#### Exercise:
Everything from the line containing "Point out every instance of the boulder" down to the last line of the entries below must be transcribed exactly, and nothing else.

#### Dataset extract:
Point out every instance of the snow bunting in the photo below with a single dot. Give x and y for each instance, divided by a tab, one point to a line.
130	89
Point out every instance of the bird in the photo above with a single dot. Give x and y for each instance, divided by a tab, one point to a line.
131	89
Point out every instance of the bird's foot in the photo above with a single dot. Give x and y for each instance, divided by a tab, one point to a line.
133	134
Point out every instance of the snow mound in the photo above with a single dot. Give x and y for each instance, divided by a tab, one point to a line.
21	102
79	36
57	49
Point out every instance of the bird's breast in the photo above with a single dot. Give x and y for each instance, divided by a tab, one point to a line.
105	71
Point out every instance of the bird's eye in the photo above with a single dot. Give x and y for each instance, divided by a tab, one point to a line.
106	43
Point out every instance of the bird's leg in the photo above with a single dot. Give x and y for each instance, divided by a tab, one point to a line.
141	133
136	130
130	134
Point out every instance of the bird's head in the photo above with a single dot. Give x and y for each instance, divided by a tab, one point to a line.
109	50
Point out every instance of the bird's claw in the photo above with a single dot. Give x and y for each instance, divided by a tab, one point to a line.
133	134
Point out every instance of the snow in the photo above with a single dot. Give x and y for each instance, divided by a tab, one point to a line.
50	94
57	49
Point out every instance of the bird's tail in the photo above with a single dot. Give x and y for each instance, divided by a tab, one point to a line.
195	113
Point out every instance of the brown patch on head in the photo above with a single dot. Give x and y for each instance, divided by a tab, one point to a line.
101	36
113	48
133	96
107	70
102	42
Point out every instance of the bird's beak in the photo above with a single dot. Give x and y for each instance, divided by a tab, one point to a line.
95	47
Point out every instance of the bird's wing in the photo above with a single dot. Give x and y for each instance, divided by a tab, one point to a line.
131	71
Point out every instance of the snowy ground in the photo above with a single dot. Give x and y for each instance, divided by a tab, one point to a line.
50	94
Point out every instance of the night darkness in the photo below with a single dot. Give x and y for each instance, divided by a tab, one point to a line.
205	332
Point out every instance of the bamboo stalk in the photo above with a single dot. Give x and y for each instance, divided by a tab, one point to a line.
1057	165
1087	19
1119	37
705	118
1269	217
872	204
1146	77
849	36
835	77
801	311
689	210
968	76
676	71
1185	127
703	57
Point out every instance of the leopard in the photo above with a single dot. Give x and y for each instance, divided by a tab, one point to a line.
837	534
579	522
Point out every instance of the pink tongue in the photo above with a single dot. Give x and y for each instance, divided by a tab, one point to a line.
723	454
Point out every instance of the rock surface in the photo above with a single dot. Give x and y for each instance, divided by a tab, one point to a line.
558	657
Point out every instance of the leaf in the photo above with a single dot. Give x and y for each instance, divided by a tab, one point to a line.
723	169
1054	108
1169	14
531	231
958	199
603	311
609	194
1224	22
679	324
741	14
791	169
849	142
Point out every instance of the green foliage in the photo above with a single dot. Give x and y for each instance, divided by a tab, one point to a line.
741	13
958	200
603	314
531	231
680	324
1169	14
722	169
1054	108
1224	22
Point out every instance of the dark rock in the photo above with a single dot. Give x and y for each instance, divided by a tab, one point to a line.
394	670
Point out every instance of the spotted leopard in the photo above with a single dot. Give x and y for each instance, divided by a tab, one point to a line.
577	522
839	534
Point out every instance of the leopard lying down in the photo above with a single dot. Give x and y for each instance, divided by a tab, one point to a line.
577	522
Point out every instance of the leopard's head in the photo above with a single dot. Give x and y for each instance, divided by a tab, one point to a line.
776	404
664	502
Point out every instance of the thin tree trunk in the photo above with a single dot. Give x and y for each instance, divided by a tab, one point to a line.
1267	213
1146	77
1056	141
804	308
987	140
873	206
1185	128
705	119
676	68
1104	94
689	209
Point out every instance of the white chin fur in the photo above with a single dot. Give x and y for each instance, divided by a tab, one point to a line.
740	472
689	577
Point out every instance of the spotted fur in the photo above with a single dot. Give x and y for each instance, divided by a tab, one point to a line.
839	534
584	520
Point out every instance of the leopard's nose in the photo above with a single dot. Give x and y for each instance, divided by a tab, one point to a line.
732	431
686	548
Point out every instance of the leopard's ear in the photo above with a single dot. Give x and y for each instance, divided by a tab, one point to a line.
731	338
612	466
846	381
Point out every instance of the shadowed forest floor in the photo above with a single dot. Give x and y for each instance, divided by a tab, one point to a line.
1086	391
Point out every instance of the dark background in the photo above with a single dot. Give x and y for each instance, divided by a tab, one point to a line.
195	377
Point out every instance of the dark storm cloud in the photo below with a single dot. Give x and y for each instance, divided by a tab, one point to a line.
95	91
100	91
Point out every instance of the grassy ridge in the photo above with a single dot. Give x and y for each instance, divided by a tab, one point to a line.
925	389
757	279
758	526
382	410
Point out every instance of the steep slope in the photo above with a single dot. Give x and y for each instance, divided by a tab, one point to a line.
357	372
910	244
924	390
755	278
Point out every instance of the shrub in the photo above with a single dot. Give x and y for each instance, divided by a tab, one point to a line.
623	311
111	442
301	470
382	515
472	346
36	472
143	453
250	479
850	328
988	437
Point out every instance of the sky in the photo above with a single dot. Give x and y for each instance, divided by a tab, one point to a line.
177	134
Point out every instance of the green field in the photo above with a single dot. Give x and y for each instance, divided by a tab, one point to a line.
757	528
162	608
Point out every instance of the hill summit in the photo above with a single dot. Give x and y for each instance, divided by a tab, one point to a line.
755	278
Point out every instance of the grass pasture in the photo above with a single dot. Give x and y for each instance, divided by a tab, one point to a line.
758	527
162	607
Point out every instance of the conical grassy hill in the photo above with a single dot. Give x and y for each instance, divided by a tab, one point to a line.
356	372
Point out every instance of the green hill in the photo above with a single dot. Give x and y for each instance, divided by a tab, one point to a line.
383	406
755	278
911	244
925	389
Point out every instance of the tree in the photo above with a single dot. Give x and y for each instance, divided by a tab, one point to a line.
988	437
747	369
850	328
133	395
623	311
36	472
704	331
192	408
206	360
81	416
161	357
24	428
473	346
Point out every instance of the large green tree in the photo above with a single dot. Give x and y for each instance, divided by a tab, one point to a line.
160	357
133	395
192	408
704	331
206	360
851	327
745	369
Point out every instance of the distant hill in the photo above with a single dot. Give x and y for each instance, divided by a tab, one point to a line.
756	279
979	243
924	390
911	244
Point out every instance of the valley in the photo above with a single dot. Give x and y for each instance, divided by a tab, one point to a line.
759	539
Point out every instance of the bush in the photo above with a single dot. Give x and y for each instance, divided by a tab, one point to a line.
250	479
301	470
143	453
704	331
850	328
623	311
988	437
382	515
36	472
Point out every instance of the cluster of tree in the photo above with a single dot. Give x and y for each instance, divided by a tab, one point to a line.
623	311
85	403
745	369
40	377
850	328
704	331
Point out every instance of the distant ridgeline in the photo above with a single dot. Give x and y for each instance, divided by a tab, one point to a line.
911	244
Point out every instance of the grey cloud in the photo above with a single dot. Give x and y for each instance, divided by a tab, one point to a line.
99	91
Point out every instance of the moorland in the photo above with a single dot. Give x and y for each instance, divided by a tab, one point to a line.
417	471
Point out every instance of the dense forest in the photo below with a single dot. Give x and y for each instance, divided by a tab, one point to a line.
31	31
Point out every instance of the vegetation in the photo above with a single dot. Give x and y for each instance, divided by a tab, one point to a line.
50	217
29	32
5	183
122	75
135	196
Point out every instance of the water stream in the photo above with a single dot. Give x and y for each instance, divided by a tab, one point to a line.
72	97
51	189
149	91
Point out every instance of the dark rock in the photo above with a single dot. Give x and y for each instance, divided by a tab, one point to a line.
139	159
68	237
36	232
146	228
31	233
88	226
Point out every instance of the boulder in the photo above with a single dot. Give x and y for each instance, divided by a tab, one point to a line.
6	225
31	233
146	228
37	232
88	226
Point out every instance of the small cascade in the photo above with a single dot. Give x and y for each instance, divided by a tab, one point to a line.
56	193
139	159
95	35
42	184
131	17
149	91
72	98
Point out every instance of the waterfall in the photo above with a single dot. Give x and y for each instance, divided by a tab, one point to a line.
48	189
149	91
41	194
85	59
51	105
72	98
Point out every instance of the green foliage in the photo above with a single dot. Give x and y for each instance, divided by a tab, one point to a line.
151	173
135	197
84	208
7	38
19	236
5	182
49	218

#### The solution:
Point out every instance of the boulder in the photo above with a single dot. Give x and y for each instance, divided by a tab, one point to a line.
6	225
31	233
146	228
37	232
88	226
Point out every instance of the small cascade in the photo above with a single dot. Give x and y for each instance, divided by a tab, one point to a line.
56	193
139	159
95	35
42	184
131	17
149	91
72	98
Point out every instance of the waterfall in the photo above with a single dot. Give x and y for each instance, divided by a tab, one point to a line.
48	189
149	91
41	194
85	59
51	105
72	98
Point out every instance of the green foliage in the photo above with a single dot. Give x and y for each instance, divided by a tab, one point to a line.
151	173
135	197
84	208
7	38
19	236
5	182
49	218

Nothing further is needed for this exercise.